__Yazılı Görev a__: Cenevre üzerine olan kaynak metinde "Aslında Cenevre hiç" ile başlayıp "ya da gerçeği." ile biten bölümü hiçbir değişiklik yapmadan aynen aktarınız.
═════ Kaynak Metin
Tarafsızmış Gibi Dünyaya Yön Veren Şehir
Kadri Akkaya / Fotoğraf: Isabelle M. Beck
Sabah Ülkesi dergisi, Temmuz 2015; sayfa 76-79.
Aslında Cenevre hiç de dünya çapında öyle büyük bir şehir değil. Ne o kadim şehirler gibi binlerce yıldır farklı kültürleriyle bağrında medeniyet barındıran bir geçmişi var, ne de öyle öğünülesi çokca özelliği var. Ünü, ‘Tarafsızlık diyârı’ ve ‘dünyanın gizli kasası’ olduğundan. Dünya onu böyle bilir ve es geçemez. Buranın sözde tarafsız arabuluculuğuna ve göreceli adaletine dünyanın dört bir yanından insanlar koşarak gelir.
Aslında Birleşmiş Milletler’in kuruluşundan beri ikinci önemli merkez şehri olmasına rağmen, kentin kendi ülkesi İsviçre ancak 2002 yılında UNO’ya resmi üye oldu. Kısaca, şu ünlü tarafsızlık, saat üretimi, banka gizliliği, kızıl haç, delikli kaşar, dağların kızı Heidi hep birer Cenevre veya İsviçre miti ya da gerçeği.
Bırakın küresel devlet İsviçre’yi, sadece ikiyüz binlik nüfusuyla onun önemli küresel aktörü olan Cenevre’sinde G20’nin Dönem Başkanlığı’nı ilk defa yürüten ‚bölge aktörü‘ Türkiye şimdi ‚küresel‘ bir görev de icra ediyor. Türkiye’nin dönem başkanı olduğu bu süreç içinde, ‘ağızları çorba kokan’ ve kuruluşundan yirmibeş yıl sonra hızını Istanbul’da bile alamayan muhafazakâr yatırımcı ‘Anadolu Kaplanları’ mart 2015’de MÜSİAD Cenevre diye bir temsilcilik açtı.
1870 ile 1920 yılları arasında Cenevre’de dünyanın her çoğrafyasından kimi sosyalist, kimi siyonist ya da her türlü etnik milliyetçi ideolojilere mensub aydınlar ve geleceğin devlet insanları tahsil yaptı ve yetişti. Genç Osmanlı’ların 1870 yılında çıkarmaya başladığı İnkilâb dergisinin ilk beş sayısı Cenevre’de yayınlanmıştı. Ziya Paşa Hürriyet dergisinin 89’dan 100’e kadar olan sayılarını aynı yıl Cenevre’de çıkardı. Yine Ali Suavi Ulûm dergisinin çoğu sayılarını burada yayınladı.
══════════
__Yazılı Görev b__: Kayıtların başından başlayıp "pixel 260 116" ifadesini içeren satırla biten bölümü, iki uç da dahil olmak üzere, her satıra bir dize düşecek biçimde bir JSON listesine dönüştürünüz. Boş satırları ve resimleri listeye almayınız.
═════ Sağlanan Malzeme
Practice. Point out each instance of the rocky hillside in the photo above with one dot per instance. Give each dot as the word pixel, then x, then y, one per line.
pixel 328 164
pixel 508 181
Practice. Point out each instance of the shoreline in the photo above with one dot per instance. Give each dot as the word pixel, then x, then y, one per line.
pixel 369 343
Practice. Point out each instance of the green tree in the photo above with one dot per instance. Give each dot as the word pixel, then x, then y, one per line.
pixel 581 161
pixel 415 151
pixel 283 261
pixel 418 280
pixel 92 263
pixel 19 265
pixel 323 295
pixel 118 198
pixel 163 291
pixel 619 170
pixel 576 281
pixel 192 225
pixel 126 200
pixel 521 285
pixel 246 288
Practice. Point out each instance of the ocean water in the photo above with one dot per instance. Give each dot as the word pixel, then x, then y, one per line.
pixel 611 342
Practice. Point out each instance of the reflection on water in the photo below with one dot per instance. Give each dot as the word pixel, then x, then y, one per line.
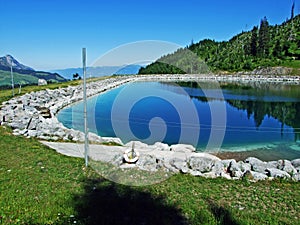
pixel 260 116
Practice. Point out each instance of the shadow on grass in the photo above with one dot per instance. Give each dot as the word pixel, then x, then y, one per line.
pixel 222 215
pixel 105 202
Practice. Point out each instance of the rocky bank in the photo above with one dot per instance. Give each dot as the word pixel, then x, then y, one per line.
pixel 33 115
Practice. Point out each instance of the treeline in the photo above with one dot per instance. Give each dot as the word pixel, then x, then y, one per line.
pixel 263 46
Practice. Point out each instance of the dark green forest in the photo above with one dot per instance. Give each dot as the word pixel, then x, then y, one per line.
pixel 264 46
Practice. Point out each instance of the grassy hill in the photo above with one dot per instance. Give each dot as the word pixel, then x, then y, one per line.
pixel 263 46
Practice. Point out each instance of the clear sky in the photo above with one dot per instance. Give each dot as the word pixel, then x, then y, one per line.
pixel 49 34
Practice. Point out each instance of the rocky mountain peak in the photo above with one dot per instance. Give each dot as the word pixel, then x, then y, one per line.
pixel 9 60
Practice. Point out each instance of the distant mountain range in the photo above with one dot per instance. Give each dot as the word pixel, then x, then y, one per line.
pixel 99 71
pixel 23 75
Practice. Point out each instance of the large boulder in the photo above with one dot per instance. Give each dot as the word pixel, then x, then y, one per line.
pixel 147 162
pixel 178 164
pixel 258 176
pixel 235 170
pixel 296 177
pixel 183 148
pixel 286 166
pixel 277 173
pixel 296 162
pixel 257 165
pixel 202 162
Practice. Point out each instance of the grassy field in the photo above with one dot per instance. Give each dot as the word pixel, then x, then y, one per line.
pixel 40 186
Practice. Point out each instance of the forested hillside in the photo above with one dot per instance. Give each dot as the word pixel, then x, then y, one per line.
pixel 263 46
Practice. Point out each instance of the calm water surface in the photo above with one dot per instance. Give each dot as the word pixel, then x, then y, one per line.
pixel 258 116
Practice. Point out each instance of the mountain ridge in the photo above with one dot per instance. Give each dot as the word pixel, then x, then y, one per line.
pixel 263 46
pixel 23 75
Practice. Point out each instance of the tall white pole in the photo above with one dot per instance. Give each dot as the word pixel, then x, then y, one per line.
pixel 86 140
pixel 12 79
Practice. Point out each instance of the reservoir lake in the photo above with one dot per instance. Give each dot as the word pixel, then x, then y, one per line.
pixel 226 117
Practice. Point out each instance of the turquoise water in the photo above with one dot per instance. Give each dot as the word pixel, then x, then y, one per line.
pixel 234 118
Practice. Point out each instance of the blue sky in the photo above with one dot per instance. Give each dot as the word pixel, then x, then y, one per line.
pixel 49 34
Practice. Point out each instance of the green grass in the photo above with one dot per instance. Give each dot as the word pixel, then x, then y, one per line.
pixel 40 186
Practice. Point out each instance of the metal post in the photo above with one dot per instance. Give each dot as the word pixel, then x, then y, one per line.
pixel 12 80
pixel 86 140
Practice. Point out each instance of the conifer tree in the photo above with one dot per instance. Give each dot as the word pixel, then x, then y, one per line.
pixel 263 38
pixel 254 41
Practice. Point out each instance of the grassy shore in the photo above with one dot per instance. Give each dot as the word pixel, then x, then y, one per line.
pixel 40 186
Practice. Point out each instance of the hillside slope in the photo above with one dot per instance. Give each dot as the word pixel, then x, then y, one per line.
pixel 23 75
pixel 263 46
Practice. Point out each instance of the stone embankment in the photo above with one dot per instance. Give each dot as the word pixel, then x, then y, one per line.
pixel 184 159
pixel 33 115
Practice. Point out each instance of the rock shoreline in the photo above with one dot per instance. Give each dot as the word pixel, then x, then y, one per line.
pixel 33 115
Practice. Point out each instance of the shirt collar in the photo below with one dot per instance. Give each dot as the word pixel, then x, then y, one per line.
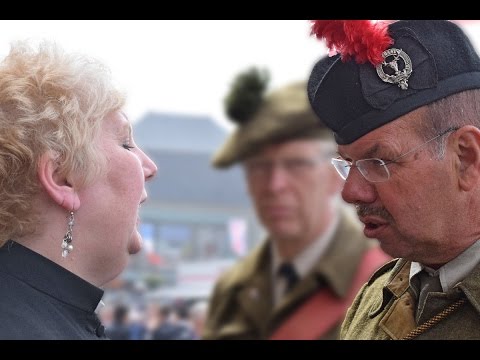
pixel 305 261
pixel 455 270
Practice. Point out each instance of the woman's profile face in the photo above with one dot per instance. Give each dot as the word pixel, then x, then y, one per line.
pixel 108 217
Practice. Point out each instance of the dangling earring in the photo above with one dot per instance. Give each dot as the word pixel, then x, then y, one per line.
pixel 67 239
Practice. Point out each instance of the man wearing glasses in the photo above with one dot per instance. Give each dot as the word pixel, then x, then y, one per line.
pixel 403 100
pixel 298 283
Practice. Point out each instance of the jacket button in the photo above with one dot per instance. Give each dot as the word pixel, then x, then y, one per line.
pixel 100 331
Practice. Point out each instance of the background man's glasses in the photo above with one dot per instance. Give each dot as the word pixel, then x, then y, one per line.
pixel 374 169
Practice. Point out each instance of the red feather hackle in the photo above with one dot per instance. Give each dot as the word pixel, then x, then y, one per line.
pixel 361 40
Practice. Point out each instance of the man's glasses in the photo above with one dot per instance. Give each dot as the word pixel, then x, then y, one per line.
pixel 374 169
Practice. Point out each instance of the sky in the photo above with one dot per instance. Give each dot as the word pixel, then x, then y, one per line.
pixel 184 66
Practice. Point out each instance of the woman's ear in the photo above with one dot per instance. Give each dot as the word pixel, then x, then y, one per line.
pixel 467 147
pixel 55 185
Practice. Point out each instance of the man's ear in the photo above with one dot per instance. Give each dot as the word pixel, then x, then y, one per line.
pixel 467 147
pixel 55 185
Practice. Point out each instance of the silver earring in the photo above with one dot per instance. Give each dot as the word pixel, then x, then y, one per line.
pixel 67 239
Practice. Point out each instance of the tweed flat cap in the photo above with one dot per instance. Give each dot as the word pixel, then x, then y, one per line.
══════════
__Sonuç a__:
Aslında Cenevre hiç de dünya çapında öyle büyük bir şehir değil. Ne o kadim şehirler gibi binlerce yıldır farklı kültürleriyle bağrında medeniyet barındıran bir geçmişi var, ne de öyle öğünülesi çokca özelliği var. Ünü, ‘Tarafsızlık diyârı’ ve ‘dünyanın gizli kasası’ olduğundan. Dünya onu böyle bilir ve es geçemez. Buranın sözde tarafsız arabuluculuğuna ve göreceli adaletine dünyanın dört bir yanından insanlar koşarak gelir.
Aslında Birleşmiş Milletler’in kuruluşundan beri ikinci önemli merkez şehri olmasına rağmen, kentin kendi ülkesi İsviçre ancak 2002 yılında UNO’ya resmi üye oldu. Kısaca, şu ünlü tarafsızlık, saat üretimi, banka gizliliği, kızıl haç, delikli kaşar, dağların kızı Heidi hep birer Cenevre veya İsviçre miti ya da gerçeği.

__Sonuç b__:
[
  "Practice. Point out each instance of the rocky hillside in the photo above with one dot per instance. Give each dot as the word pixel, then x, then y, one per line.",
  "pixel 328 164",
  "pixel 508 181",
  "Practice. Point out each instance of the shoreline in the photo above with one dot per instance. Give each dot as the word pixel, then x, then y, one per line.",
  "pixel 369 343",
  "Practice. Point out each instance of the green tree in the photo above with one dot per instance. Give each dot as the word pixel, then x, then y, one per line.",
  "pixel 581 161",
  "pixel 415 151",
  "pixel 283 261",
  "pixel 418 280",
  "pixel 92 263",
  "pixel 19 265",
  "pixel 323 295",
  "pixel 118 198",
  "pixel 163 291",
  "pixel 619 170",
  "pixel 576 281",
  "pixel 192 225",
  "pixel 126 200",
  "pixel 521 285",
  "pixel 246 288",
  "Practice. Point out each instance of the ocean water in the photo above with one dot per instance. Give each dot as the word pixel, then x, then y, one per line.",
  "pixel 611 342",
  "Practice. Point out each instance of the reflection on water in the photo below with one dot per instance. Give each dot as the word pixel, then x, then y, one per line.",
  "pixel 260 116"
]